Raw records:
____________

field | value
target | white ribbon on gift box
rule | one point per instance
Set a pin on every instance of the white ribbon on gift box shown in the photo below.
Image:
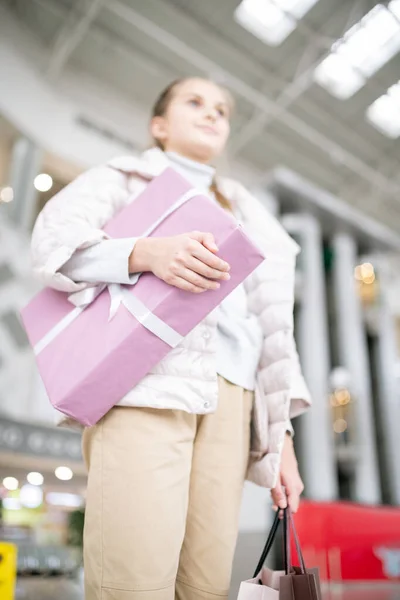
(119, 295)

____________

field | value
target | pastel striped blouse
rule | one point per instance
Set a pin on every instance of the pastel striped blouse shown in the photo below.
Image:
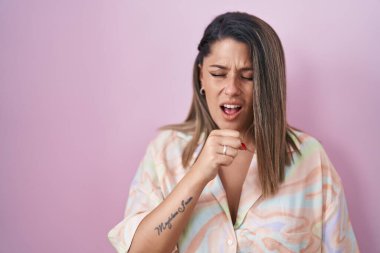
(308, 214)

____________

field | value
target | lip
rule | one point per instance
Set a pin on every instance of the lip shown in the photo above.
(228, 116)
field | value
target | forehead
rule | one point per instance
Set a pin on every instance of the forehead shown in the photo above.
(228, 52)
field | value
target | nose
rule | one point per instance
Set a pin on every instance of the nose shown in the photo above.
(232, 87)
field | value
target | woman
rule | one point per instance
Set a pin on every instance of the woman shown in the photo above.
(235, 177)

____________

Given problem: Which lines in the raw records above contain the word "every"? Report each one in full.

Output of the exercise:
Set a pin on every instance of the white ribbon on gift box shown in the photo below.
Set a pin on every instance of the pastel striped blouse shown in the photo below.
Set a pin on every instance of the lip shown in the photo above.
Set a pin on every instance of the forehead shown in the photo above.
Set a pin on every instance of the nose shown in the photo above.
Set a pin on every instance of the woman shown in the photo above.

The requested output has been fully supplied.